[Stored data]
----------
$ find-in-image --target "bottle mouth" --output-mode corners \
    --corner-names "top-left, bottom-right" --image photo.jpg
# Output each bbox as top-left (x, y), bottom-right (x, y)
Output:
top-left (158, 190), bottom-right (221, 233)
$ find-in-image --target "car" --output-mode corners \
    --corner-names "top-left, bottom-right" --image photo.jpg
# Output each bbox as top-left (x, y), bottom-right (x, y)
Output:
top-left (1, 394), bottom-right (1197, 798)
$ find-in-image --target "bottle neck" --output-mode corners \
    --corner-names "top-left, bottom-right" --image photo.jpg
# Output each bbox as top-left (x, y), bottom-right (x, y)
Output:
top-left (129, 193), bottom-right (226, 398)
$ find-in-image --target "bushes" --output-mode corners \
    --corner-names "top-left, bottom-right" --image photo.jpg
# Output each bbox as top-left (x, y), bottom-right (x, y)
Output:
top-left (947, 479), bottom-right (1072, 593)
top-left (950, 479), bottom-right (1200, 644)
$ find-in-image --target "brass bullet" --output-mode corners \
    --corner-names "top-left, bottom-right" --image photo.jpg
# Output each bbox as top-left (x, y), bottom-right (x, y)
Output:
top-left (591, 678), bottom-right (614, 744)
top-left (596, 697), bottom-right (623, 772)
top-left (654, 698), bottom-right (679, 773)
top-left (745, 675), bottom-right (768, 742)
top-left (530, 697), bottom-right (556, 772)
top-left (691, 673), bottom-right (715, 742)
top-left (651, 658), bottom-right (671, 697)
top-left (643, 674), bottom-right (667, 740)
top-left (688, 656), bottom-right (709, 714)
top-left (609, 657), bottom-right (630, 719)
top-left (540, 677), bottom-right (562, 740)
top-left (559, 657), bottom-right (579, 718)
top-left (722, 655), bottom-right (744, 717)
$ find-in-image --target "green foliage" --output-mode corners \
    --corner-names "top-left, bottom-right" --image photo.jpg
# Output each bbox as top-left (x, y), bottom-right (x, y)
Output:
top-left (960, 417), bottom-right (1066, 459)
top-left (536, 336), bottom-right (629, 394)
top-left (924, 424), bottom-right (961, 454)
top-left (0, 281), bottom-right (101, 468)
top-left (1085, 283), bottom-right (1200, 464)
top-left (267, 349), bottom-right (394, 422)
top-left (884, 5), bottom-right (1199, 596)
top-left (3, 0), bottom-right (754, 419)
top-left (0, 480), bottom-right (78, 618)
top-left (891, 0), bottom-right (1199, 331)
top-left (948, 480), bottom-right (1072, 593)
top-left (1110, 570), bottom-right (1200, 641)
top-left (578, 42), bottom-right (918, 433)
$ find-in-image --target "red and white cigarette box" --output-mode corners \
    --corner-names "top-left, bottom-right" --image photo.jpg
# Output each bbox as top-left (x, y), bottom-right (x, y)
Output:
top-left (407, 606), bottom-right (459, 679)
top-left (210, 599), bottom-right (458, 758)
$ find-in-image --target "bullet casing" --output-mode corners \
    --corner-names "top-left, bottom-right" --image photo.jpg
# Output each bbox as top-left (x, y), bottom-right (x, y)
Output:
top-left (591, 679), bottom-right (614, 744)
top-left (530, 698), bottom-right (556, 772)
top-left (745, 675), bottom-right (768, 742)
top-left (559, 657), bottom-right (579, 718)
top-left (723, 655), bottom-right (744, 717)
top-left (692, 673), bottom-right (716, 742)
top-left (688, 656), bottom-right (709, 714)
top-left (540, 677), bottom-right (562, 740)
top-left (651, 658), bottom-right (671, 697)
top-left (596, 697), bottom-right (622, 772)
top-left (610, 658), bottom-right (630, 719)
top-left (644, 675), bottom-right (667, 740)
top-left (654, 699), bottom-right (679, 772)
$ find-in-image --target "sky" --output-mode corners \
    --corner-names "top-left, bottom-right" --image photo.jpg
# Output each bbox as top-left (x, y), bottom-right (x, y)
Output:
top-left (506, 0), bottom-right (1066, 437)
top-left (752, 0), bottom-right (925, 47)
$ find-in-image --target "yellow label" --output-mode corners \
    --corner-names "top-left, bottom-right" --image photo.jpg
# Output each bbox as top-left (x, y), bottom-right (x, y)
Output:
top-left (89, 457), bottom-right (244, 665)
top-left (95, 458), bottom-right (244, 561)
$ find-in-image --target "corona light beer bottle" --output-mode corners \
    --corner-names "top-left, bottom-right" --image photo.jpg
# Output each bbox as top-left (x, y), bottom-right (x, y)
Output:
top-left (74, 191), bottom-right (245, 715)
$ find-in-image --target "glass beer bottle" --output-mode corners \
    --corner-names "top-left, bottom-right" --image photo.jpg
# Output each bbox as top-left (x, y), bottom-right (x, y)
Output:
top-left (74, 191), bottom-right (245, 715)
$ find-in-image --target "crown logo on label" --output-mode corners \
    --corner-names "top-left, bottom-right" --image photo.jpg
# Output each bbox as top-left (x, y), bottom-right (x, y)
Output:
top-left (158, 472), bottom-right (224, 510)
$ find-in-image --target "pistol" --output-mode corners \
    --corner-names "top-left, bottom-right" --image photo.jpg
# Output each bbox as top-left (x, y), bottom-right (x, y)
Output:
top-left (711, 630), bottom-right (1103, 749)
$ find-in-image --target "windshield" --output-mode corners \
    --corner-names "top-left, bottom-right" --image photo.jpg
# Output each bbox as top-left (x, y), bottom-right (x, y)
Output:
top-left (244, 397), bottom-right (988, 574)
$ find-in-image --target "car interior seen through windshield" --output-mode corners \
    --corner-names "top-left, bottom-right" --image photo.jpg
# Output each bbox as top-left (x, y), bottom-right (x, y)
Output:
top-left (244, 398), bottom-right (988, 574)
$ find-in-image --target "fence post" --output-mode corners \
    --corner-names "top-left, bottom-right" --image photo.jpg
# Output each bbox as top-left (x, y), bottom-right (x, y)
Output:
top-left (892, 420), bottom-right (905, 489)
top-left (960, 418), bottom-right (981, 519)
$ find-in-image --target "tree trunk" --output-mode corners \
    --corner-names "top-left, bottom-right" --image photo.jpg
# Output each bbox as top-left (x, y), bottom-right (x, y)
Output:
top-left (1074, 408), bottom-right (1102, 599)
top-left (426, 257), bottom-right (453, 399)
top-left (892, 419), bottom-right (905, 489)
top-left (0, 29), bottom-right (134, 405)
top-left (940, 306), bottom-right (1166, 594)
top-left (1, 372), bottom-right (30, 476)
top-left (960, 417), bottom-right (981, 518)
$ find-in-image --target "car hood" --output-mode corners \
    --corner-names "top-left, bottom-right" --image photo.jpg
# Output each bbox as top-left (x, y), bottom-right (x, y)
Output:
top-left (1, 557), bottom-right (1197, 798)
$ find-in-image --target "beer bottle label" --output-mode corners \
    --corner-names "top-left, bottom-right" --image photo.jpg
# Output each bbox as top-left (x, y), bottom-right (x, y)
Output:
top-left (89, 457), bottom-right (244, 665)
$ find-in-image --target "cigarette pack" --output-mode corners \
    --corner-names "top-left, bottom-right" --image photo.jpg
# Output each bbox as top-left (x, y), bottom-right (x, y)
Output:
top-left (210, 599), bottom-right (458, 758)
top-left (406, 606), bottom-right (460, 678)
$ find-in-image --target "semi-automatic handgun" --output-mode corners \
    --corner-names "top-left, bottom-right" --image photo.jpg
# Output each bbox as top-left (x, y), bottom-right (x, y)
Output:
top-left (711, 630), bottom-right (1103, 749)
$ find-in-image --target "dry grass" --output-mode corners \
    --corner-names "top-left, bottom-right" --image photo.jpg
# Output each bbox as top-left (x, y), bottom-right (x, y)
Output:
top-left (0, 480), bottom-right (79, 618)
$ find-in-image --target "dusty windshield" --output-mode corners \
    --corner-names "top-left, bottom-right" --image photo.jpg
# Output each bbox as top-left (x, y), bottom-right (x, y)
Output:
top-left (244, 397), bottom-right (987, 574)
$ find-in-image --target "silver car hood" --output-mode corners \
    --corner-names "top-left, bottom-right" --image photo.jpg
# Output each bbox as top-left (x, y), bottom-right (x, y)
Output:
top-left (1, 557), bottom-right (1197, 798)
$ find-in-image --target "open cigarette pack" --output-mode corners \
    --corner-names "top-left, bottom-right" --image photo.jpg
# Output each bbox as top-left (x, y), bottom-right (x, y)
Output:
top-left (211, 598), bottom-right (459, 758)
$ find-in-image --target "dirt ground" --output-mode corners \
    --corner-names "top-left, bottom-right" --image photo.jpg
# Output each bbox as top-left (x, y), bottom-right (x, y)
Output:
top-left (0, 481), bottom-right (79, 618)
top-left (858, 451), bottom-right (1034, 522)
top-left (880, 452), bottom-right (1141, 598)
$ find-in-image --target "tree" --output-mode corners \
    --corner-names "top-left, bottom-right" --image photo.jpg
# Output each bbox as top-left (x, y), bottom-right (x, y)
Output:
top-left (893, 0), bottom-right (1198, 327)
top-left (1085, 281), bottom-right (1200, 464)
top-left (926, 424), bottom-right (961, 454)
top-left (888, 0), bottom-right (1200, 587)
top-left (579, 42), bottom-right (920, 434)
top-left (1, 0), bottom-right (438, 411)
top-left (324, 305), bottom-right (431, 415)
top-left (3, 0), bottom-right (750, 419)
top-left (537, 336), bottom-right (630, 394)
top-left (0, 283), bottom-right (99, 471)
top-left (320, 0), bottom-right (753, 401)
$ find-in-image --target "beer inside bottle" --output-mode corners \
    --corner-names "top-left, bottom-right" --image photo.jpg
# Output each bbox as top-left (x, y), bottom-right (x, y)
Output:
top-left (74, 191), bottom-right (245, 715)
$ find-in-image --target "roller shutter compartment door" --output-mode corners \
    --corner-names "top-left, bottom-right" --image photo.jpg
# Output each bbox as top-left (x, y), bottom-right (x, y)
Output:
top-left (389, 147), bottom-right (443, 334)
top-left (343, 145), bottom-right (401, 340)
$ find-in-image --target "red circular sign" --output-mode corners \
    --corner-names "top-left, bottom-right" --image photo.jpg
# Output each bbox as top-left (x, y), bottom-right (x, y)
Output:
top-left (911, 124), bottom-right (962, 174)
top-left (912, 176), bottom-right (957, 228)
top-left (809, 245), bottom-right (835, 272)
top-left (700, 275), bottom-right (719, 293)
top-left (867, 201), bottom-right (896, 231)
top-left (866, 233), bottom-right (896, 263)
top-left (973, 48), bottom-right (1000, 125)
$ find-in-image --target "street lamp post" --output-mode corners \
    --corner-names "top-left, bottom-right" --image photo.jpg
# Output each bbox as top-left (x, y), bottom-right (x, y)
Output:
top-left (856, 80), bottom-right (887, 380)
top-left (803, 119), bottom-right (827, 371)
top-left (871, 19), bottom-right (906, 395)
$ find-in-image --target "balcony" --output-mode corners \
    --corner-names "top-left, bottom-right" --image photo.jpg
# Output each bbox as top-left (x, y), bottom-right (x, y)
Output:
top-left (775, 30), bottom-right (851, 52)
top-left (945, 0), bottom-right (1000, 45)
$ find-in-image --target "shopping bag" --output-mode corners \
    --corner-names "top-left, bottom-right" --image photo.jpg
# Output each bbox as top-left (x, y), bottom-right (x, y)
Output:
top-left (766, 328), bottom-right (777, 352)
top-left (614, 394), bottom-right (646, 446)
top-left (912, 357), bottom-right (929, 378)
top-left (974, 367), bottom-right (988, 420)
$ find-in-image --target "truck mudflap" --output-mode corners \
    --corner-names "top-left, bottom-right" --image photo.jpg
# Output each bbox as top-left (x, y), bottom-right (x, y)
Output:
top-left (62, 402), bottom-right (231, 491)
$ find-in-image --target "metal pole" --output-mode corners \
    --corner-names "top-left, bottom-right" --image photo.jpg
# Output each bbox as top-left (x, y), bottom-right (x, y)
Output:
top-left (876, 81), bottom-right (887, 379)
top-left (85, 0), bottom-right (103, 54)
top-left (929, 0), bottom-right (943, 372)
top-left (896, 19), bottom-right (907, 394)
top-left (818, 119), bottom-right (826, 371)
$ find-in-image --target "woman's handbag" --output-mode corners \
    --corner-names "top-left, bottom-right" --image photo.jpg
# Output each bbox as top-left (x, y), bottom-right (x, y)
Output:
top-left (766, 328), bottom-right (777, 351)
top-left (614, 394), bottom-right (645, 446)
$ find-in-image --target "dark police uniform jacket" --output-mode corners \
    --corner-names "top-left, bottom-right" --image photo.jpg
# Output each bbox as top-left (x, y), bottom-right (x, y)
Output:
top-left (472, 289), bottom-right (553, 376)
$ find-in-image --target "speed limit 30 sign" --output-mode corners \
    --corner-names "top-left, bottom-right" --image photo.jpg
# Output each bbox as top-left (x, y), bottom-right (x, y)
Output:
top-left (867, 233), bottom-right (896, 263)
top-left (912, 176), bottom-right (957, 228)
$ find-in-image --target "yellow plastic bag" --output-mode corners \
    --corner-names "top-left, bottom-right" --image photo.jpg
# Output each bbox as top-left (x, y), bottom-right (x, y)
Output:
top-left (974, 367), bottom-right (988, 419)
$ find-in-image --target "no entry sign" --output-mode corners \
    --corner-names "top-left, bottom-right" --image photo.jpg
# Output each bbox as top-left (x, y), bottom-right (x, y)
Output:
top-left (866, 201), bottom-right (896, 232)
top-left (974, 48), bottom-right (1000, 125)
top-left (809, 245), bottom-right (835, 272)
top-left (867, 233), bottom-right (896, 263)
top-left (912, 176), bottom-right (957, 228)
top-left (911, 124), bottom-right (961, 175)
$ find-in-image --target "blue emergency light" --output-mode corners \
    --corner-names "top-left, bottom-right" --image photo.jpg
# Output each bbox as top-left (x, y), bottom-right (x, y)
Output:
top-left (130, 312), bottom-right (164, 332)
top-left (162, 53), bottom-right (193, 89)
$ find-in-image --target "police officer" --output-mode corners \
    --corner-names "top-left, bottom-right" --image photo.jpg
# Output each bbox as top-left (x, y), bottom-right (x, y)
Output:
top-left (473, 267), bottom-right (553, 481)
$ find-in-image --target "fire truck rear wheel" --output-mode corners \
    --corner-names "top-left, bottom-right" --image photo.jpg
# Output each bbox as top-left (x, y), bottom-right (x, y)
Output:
----------
■ What you are asked to do ■
What is the number of lines in the records that contain "windshield"? Answer with it alone.

■ Answer area ■
3